### EXERCISE DIRECTIONS:
Nothing more is wanted than an exact repeat of the data below.

Stored data:
:::

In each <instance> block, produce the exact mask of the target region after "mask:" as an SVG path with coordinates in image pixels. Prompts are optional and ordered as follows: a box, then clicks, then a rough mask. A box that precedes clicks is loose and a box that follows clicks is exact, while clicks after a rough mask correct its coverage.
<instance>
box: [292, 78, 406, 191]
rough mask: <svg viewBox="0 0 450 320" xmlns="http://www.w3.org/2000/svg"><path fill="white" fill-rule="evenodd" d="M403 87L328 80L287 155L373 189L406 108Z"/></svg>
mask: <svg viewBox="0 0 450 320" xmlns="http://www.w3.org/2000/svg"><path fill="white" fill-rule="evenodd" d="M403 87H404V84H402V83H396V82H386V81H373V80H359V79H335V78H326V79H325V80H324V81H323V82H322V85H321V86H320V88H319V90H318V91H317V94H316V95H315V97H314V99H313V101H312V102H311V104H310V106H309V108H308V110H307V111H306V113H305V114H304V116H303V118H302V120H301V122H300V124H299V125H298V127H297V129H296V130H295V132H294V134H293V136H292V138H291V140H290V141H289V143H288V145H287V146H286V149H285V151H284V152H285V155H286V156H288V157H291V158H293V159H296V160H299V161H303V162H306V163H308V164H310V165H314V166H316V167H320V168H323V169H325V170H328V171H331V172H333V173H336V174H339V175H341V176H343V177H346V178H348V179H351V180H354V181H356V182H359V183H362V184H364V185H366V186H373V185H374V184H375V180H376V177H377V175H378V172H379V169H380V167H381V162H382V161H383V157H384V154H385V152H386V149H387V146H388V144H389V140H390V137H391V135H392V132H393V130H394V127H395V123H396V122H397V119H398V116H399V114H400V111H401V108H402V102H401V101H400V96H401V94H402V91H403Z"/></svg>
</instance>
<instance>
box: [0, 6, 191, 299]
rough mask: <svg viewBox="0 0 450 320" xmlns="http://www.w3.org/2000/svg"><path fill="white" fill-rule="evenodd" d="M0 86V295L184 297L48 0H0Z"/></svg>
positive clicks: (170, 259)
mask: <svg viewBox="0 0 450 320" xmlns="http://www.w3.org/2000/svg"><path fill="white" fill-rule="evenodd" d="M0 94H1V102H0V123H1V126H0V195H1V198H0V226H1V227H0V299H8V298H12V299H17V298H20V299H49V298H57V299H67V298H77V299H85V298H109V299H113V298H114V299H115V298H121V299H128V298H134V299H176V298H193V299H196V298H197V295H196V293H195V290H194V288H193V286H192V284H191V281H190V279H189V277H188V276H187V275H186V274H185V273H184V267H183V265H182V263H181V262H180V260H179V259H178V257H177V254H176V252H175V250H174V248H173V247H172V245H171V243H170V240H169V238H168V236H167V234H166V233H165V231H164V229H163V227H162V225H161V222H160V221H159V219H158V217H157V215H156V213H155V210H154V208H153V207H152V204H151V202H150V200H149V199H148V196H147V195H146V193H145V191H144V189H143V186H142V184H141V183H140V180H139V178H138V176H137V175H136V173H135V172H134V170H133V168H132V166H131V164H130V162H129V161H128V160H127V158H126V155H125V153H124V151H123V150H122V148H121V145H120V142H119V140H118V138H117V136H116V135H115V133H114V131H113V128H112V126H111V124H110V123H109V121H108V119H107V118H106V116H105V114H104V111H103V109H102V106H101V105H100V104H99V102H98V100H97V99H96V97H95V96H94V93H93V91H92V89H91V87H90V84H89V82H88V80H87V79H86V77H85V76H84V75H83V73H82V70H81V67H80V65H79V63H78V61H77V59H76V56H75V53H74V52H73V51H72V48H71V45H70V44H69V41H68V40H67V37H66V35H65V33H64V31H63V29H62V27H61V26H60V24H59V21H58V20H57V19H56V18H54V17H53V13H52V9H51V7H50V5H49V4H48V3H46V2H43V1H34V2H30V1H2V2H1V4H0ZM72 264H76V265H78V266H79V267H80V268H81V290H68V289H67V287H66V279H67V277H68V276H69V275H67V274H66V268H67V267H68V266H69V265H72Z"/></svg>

:::

### RESULT OF THIS TASK:
In each <instance> block, produce the exact mask of the target region after "mask:" as an SVG path with coordinates in image pixels. Prompts are optional and ordered as follows: a box, then clicks, then a rough mask. A box that precedes clicks is loose and a box that follows clicks is exact, while clicks after a rough mask correct its coverage.
<instance>
box: [292, 78, 406, 191]
rough mask: <svg viewBox="0 0 450 320" xmlns="http://www.w3.org/2000/svg"><path fill="white" fill-rule="evenodd" d="M403 87L328 80L287 155L373 189L406 108Z"/></svg>
mask: <svg viewBox="0 0 450 320" xmlns="http://www.w3.org/2000/svg"><path fill="white" fill-rule="evenodd" d="M403 87H404V84H402V83H396V82H386V81H373V80H359V79H335V78H326V79H325V80H324V81H323V82H322V85H321V86H320V88H319V90H318V91H317V94H316V95H315V97H314V99H313V101H312V102H311V104H310V106H309V108H308V110H307V111H306V113H305V114H304V116H303V118H302V120H301V122H300V124H299V125H298V127H297V129H296V130H295V132H294V134H293V136H292V138H291V140H290V141H289V143H288V145H287V146H286V149H285V151H284V152H285V155H286V156H288V157H291V158H293V159H296V160H299V161H303V162H306V163H308V164H310V165H314V166H316V167H320V168H323V169H325V170H328V171H331V172H333V173H336V174H339V175H341V176H343V177H346V178H348V179H351V180H354V181H356V182H359V183H362V184H364V185H366V186H373V185H374V184H375V180H376V177H377V175H378V172H379V169H380V167H381V162H382V161H383V157H384V154H385V152H386V149H387V146H388V144H389V140H390V137H391V135H392V132H393V130H394V127H395V123H396V122H397V119H398V116H399V114H400V111H401V108H402V102H401V101H400V96H401V94H402V91H403Z"/></svg>
</instance>
<instance>
box: [0, 6, 191, 299]
rough mask: <svg viewBox="0 0 450 320" xmlns="http://www.w3.org/2000/svg"><path fill="white" fill-rule="evenodd" d="M0 86V295L184 297L48 0H0Z"/></svg>
positive clicks: (170, 259)
mask: <svg viewBox="0 0 450 320" xmlns="http://www.w3.org/2000/svg"><path fill="white" fill-rule="evenodd" d="M0 94H1V102H0V123H1V126H0V195H1V198H0V226H1V227H0V299H8V298H12V299H17V298H20V299H49V298H57V299H67V298H77V299H85V298H109V299H113V298H114V299H115V298H121V299H128V298H134V299H176V298H193V299H196V298H197V295H196V293H195V290H194V288H193V286H192V284H191V281H190V279H189V277H188V276H187V275H186V274H185V273H184V267H183V265H182V263H181V262H180V260H179V259H178V257H177V254H176V252H175V250H174V248H173V247H172V245H171V243H170V240H169V238H168V236H167V234H166V233H165V231H164V229H163V227H162V225H161V222H160V221H159V219H158V217H157V215H156V213H155V210H154V208H153V207H152V204H151V202H150V200H149V199H148V196H147V195H146V193H145V191H144V189H143V186H142V184H141V183H140V180H139V178H138V176H137V175H136V173H135V172H134V170H133V168H132V166H131V164H130V162H129V161H128V160H127V158H126V155H125V153H124V151H123V150H122V148H121V145H120V142H119V140H118V138H117V136H116V135H115V133H114V131H113V128H112V126H111V124H110V123H109V121H108V119H107V118H106V116H105V114H104V111H103V109H102V106H101V105H100V104H99V102H98V100H97V99H96V97H95V96H94V93H93V91H92V89H91V87H90V84H89V82H88V80H87V79H86V77H85V76H84V75H83V73H82V70H81V67H80V65H79V63H78V61H77V59H76V56H75V53H74V52H73V51H72V48H71V45H70V44H69V41H68V40H67V37H66V35H65V33H64V31H63V29H62V27H61V26H60V24H59V21H58V20H57V19H56V18H54V17H53V13H52V9H51V7H50V5H49V4H48V3H46V2H43V1H34V2H30V1H2V2H1V4H0ZM72 264H76V265H78V266H79V267H80V268H81V290H68V289H67V287H66V279H67V277H68V276H69V275H67V274H66V268H67V267H68V266H69V265H72Z"/></svg>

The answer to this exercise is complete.